Content starts

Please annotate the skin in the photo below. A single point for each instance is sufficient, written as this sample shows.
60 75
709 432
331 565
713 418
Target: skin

Content ends
Content starts

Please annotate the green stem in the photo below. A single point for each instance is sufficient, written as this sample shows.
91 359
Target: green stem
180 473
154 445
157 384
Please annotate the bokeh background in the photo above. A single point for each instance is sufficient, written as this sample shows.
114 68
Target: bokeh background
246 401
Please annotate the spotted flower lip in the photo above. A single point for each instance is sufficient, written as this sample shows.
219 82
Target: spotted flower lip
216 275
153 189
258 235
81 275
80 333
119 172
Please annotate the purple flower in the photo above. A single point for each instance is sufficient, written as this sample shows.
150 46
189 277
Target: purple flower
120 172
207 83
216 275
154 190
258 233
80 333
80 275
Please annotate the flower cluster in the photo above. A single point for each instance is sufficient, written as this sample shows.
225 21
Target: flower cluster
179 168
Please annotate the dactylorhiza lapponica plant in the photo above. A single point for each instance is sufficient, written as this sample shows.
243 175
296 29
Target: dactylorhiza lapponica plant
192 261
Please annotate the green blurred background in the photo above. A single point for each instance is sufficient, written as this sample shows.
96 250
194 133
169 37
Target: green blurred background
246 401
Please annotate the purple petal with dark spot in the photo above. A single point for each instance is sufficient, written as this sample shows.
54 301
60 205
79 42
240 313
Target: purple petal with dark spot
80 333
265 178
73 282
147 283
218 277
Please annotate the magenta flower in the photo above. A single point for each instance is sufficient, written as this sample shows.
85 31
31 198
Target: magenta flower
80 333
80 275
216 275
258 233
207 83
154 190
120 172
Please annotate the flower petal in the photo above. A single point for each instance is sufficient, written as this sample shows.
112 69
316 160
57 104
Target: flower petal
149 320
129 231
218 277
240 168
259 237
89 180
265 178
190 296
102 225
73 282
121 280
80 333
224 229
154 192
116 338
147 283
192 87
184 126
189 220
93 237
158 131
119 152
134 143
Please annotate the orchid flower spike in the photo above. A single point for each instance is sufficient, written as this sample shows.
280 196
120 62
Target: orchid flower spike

Content ends

When you reach the line containing "Please annotate the skin" in the data above, start copying exactly, and stop after the line containing "Target: skin".

▶ [EXERCISE RESULT]
Please annotate the skin in the photo below. A single point for each instance is sufficient, written as this sample shows.
60 75
709 432
331 565
713 418
Target: skin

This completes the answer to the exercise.